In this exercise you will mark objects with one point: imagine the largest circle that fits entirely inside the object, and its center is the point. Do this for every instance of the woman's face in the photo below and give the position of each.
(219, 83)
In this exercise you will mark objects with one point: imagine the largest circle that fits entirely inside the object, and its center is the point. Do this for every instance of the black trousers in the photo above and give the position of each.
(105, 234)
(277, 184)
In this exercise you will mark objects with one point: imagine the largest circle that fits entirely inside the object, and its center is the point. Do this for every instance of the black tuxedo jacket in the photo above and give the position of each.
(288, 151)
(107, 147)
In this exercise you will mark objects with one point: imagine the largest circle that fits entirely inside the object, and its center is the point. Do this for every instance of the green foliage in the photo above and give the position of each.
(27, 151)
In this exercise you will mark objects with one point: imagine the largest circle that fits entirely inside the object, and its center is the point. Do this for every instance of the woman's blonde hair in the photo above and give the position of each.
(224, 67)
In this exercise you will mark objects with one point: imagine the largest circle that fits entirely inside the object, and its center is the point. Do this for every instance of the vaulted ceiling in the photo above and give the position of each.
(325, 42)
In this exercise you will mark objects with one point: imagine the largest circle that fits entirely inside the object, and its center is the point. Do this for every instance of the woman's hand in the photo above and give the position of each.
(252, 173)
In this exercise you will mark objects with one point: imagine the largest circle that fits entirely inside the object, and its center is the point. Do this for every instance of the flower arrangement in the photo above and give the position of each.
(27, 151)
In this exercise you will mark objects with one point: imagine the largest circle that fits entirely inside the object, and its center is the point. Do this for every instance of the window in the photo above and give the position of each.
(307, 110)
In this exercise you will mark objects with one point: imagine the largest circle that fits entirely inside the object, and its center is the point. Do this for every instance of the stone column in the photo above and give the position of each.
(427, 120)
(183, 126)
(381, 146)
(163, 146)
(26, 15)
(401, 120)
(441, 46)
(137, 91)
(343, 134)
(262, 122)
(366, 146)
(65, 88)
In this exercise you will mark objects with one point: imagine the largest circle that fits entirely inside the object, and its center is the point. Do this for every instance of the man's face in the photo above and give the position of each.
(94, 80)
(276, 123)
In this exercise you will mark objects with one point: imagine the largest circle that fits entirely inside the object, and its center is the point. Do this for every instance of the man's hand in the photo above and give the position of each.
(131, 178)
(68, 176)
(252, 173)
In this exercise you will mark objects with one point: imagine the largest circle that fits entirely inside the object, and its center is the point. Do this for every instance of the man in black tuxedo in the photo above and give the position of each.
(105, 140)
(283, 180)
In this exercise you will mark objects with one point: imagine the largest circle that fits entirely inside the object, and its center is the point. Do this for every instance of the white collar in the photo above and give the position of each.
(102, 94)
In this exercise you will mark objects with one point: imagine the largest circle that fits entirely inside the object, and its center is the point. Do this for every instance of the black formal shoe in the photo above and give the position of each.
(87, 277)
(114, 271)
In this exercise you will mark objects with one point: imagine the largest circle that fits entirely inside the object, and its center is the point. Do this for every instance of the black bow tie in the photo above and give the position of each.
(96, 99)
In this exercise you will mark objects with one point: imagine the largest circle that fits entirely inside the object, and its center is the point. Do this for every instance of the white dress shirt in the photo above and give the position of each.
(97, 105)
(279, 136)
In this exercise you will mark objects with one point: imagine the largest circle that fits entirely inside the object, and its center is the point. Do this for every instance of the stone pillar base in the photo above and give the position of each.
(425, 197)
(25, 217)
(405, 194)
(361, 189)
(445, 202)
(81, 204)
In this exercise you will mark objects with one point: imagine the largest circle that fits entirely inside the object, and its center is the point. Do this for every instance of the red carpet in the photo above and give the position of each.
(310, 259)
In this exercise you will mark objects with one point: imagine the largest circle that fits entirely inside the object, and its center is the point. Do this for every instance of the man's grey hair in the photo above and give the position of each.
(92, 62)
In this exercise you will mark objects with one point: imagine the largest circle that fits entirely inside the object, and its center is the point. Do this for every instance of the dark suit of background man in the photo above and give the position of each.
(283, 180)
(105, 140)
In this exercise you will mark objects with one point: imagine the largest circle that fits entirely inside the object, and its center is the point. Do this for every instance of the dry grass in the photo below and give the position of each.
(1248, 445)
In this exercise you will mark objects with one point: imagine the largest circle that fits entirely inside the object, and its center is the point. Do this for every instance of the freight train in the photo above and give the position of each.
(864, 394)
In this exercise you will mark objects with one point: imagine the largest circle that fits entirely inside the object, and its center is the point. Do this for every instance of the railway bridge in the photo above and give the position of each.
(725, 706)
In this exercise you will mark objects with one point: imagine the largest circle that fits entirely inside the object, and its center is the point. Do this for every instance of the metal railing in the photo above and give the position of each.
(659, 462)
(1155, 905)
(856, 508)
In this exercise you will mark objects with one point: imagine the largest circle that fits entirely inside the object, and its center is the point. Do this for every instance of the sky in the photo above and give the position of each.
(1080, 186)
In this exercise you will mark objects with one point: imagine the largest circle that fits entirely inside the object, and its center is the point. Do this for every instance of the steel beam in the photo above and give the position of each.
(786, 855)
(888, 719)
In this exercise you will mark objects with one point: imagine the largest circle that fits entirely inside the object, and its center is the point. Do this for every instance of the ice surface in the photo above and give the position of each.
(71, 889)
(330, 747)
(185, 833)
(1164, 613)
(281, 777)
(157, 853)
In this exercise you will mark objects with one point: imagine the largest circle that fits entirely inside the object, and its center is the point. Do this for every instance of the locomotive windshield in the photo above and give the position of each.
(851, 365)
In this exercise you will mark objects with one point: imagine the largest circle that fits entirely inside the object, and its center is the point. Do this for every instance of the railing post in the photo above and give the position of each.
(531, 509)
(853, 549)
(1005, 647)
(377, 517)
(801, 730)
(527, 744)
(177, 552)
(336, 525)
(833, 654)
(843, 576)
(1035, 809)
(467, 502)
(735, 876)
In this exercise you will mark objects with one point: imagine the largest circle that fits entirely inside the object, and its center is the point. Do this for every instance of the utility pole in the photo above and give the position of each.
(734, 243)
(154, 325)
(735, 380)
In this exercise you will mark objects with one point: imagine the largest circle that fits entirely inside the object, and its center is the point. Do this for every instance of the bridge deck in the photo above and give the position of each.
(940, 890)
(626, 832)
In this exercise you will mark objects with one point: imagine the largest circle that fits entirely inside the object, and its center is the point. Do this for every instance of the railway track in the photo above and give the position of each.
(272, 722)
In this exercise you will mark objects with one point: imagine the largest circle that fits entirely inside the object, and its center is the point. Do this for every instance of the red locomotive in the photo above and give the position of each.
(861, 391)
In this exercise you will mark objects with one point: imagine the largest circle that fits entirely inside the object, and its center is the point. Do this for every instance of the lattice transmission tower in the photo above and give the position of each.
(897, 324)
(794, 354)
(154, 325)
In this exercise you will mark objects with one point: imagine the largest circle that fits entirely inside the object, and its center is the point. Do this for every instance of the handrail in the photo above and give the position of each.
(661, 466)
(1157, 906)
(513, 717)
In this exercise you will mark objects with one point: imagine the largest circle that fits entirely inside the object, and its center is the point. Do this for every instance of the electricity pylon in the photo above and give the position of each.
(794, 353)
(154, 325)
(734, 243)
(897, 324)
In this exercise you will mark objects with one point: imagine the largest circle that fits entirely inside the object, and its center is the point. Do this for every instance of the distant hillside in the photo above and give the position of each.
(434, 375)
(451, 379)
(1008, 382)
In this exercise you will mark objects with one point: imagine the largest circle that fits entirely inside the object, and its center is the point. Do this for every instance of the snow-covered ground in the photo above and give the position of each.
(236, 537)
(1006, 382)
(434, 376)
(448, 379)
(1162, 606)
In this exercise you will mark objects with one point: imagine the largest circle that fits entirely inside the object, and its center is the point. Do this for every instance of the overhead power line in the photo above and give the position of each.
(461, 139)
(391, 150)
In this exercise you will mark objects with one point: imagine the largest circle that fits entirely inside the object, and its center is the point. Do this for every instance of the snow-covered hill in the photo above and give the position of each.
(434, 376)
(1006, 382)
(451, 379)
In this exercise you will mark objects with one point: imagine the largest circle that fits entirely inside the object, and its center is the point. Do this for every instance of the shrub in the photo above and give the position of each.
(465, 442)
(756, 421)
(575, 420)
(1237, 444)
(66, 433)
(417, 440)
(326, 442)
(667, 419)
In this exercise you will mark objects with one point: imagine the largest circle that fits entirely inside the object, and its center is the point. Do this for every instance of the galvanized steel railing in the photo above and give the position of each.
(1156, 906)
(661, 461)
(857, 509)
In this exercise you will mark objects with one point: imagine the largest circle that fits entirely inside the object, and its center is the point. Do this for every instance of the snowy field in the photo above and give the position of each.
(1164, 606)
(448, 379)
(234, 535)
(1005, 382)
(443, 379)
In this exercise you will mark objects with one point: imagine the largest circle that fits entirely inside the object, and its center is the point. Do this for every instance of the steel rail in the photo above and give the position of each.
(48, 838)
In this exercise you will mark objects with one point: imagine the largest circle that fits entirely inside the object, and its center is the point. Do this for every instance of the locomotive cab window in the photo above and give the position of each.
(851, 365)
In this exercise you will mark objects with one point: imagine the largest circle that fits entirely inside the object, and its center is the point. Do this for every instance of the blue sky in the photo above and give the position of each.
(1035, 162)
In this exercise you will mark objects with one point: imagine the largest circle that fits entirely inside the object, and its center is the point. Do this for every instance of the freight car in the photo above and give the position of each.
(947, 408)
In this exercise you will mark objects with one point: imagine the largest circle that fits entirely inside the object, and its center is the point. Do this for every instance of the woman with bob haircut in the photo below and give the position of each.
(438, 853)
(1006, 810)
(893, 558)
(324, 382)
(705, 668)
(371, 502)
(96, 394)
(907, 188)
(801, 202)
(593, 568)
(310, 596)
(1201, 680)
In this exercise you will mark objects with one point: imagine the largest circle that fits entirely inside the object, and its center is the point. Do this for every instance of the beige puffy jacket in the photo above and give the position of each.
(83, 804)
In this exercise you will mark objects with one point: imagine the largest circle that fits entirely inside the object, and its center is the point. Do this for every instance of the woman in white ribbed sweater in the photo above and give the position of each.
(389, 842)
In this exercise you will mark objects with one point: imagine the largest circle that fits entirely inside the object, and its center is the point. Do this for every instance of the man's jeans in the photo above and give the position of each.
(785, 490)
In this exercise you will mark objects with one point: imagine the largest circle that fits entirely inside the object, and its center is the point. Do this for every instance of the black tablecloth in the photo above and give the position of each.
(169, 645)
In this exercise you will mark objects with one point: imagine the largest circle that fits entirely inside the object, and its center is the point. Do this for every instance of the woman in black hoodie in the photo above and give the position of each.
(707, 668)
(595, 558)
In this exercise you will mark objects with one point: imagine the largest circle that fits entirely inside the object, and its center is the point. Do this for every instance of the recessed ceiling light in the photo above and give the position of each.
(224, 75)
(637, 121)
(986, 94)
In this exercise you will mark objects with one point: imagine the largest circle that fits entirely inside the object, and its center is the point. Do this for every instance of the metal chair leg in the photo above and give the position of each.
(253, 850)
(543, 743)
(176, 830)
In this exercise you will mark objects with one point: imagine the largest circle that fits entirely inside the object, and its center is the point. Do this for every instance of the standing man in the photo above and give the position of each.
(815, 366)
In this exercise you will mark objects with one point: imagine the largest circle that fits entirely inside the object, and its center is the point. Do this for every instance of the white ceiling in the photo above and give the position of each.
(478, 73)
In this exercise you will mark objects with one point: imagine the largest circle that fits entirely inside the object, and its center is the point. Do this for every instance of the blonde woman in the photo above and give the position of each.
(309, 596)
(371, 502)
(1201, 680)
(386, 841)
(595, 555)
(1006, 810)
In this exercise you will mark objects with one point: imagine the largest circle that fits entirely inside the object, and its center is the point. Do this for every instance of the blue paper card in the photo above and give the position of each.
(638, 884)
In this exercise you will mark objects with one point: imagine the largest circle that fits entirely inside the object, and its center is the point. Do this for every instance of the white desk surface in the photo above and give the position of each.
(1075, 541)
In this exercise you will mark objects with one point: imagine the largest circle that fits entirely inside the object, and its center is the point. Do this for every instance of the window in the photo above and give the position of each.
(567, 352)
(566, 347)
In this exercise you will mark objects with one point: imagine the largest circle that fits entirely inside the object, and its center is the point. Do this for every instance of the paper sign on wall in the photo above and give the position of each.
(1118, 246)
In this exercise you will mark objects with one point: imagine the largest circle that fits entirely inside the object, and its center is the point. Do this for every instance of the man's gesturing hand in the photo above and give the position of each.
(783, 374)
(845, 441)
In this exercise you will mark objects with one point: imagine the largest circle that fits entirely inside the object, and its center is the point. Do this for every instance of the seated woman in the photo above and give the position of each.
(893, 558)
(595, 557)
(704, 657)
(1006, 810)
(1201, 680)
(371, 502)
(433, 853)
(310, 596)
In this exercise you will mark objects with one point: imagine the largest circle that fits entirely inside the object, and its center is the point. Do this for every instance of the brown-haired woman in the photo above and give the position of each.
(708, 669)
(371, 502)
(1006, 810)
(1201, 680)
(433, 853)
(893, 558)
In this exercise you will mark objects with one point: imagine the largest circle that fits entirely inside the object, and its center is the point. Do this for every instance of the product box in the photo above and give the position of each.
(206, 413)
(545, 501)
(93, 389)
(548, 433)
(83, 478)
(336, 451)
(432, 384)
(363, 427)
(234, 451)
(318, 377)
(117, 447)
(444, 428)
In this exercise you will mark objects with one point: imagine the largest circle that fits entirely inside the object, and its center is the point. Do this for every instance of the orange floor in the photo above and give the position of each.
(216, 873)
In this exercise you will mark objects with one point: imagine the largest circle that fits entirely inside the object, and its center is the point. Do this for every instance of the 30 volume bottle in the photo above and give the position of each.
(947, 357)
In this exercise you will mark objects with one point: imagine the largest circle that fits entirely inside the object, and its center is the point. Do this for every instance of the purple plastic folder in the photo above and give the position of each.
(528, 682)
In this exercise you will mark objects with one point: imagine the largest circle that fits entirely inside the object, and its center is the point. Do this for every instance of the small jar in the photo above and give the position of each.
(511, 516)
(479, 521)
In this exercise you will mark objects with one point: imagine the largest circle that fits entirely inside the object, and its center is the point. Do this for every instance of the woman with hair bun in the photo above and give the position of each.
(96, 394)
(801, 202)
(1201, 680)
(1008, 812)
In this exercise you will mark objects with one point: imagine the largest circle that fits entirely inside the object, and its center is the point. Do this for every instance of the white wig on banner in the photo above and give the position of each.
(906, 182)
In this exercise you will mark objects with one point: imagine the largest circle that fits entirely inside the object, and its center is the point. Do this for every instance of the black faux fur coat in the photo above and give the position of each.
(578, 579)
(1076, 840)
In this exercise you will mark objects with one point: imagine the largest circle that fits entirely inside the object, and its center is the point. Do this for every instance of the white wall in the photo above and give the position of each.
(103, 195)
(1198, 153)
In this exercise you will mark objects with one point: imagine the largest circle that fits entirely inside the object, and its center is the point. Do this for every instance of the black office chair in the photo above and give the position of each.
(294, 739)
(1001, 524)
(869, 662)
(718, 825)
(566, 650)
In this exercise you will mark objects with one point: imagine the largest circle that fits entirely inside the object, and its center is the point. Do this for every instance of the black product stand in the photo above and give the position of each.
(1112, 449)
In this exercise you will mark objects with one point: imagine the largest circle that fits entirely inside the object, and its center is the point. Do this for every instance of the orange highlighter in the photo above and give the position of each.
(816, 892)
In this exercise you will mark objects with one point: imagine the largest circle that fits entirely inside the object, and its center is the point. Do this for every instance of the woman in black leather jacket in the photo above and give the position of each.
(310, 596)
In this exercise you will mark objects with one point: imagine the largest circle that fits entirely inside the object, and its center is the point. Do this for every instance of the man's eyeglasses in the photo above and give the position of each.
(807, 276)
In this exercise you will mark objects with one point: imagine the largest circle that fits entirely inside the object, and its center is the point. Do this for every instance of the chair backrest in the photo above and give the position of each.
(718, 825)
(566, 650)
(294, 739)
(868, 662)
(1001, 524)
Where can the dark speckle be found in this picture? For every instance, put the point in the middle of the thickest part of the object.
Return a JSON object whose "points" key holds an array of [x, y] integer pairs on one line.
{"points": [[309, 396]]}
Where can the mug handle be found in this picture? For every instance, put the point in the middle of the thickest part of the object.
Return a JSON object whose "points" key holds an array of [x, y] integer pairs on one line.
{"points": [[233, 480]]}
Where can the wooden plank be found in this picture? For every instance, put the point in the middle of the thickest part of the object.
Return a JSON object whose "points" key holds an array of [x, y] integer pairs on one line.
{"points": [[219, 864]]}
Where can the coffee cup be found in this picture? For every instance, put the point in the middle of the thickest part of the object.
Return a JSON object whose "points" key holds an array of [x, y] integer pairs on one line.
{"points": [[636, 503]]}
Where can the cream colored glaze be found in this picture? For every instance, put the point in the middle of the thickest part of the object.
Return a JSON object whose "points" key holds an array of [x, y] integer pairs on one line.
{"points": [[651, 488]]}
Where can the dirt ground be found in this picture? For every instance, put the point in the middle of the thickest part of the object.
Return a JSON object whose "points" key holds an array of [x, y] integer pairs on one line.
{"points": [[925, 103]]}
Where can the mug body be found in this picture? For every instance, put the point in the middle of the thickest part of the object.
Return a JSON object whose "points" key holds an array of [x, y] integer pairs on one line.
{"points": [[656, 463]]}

• _WHAT NEEDS TO BE DONE_
Copy every line that includes the string "part" from the material above.

• _SOLUTION FOR THIS PROBLEM_
Where can the dark speckle be found in this picture? For every instance, put the point in the middle of the thickest part of the object.
Where can the mug handle be found in this picture? For every instance, put the point in the middle of the thickest part of the object.
Where can the wooden plank be found in this picture? For every instance, put the point in the middle of the thickest part of the object.
Where can the coffee cup be found in this picture? For every instance, put the point in the middle of the thickest part of the object.
Where can the cream colored glaze be found in this picture? For every instance, put the point in the middle of the thickest part of the object.
Where can the dirt ground be found in this picture? For every instance, put the point in the middle of the thickest part of the object.
Where can the mug body be found in this picture? For every instance, put the point in the middle of the thickest part of the object.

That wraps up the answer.